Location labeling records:

+===+

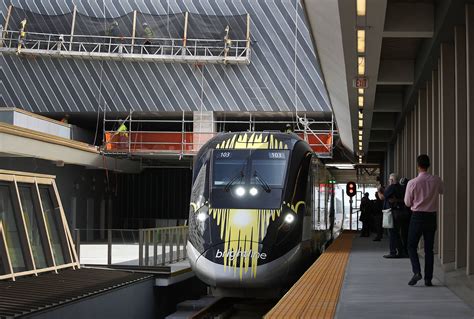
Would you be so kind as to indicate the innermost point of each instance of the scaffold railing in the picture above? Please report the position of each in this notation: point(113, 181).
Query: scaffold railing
point(129, 137)
point(173, 38)
point(199, 51)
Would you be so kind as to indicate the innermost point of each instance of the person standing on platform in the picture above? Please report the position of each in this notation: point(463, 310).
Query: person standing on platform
point(391, 197)
point(365, 215)
point(422, 197)
point(377, 206)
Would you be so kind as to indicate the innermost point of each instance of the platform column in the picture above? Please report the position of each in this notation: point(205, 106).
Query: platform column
point(429, 118)
point(422, 122)
point(461, 146)
point(204, 127)
point(470, 136)
point(448, 149)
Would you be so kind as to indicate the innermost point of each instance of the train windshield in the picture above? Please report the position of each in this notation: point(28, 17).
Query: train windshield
point(248, 178)
point(254, 167)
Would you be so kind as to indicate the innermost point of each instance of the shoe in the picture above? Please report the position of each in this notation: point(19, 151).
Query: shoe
point(414, 279)
point(390, 256)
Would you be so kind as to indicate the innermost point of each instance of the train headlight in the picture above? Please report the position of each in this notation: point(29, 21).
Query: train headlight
point(289, 218)
point(253, 191)
point(202, 216)
point(240, 191)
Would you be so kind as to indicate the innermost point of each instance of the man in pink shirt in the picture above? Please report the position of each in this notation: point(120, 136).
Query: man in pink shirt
point(422, 197)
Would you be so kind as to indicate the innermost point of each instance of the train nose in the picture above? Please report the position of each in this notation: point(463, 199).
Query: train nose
point(247, 268)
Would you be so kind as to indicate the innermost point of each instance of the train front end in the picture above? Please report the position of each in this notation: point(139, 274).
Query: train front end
point(247, 211)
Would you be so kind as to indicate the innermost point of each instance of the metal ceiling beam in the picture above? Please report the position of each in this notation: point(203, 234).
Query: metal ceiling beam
point(325, 26)
point(396, 72)
point(380, 136)
point(409, 20)
point(388, 102)
point(383, 121)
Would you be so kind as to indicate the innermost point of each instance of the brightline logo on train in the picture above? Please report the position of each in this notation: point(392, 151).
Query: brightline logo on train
point(244, 254)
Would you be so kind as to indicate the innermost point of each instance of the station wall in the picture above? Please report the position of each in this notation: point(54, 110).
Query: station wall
point(284, 73)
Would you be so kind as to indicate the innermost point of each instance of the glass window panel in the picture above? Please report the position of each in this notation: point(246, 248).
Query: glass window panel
point(7, 217)
point(52, 225)
point(2, 266)
point(271, 171)
point(26, 197)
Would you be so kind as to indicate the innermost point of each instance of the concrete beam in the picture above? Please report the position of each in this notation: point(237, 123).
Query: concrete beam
point(396, 72)
point(380, 136)
point(383, 121)
point(409, 20)
point(325, 26)
point(377, 147)
point(388, 102)
point(25, 143)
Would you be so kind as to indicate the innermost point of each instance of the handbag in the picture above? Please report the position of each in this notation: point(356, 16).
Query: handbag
point(401, 215)
point(387, 221)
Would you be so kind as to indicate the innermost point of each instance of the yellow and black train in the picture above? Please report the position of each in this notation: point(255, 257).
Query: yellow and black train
point(251, 215)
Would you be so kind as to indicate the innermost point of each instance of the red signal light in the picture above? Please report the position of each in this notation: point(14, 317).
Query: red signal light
point(351, 189)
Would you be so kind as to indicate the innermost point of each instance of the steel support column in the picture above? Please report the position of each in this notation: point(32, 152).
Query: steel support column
point(448, 148)
point(461, 144)
point(470, 136)
point(422, 131)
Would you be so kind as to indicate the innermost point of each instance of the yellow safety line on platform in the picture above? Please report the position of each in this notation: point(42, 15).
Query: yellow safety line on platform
point(316, 293)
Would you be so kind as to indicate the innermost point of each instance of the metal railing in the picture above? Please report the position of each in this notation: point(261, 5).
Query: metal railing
point(161, 246)
point(188, 141)
point(151, 247)
point(176, 50)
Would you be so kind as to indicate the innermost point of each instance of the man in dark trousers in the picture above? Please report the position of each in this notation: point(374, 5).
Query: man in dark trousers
point(391, 197)
point(422, 197)
point(377, 206)
point(365, 215)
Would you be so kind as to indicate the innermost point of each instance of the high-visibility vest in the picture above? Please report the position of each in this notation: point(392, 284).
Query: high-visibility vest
point(122, 128)
point(148, 32)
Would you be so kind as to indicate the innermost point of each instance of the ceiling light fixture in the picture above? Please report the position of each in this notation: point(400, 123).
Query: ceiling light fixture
point(360, 41)
point(361, 65)
point(361, 7)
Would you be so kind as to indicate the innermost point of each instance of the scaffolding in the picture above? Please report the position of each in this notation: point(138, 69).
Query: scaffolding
point(221, 45)
point(127, 137)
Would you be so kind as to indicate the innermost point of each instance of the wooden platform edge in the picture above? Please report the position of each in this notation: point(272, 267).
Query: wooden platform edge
point(316, 293)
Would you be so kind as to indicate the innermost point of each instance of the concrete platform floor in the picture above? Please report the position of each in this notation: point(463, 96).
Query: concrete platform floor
point(375, 287)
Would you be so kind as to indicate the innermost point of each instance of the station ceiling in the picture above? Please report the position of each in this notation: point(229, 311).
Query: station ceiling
point(402, 38)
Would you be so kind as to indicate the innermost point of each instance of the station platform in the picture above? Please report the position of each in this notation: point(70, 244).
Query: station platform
point(352, 280)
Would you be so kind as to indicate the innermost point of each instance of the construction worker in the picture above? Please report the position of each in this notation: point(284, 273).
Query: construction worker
point(147, 33)
point(122, 132)
point(60, 43)
point(22, 35)
point(227, 41)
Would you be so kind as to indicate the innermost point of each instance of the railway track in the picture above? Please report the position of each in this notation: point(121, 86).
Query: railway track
point(226, 307)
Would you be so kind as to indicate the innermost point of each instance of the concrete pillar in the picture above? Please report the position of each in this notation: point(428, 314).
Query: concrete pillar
point(409, 144)
point(461, 145)
point(434, 136)
point(448, 149)
point(204, 127)
point(429, 118)
point(405, 146)
point(422, 122)
point(470, 136)
point(436, 144)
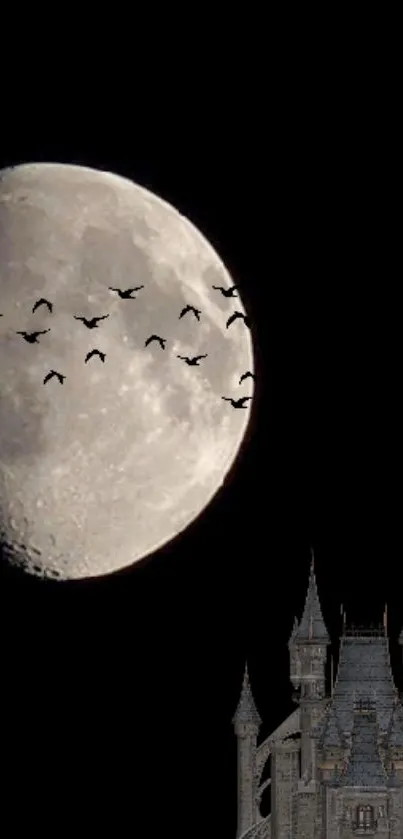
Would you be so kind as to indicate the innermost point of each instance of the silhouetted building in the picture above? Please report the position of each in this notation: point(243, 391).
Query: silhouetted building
point(337, 761)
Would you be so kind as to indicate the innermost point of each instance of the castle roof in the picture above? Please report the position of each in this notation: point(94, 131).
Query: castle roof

+===+

**REQUIREMENTS**
Copy the lines word for word from the start of the records through the line with "point(199, 51)", including that line. Leave out the pictures.

**OUTPUT BELOW**
Would you be so kind as to indicate the innermost point of each instance of the scaffold railing in the picture above? Please report the position of each in this notation: point(113, 181).
Query: scaffold railing
point(129, 137)
point(173, 38)
point(199, 51)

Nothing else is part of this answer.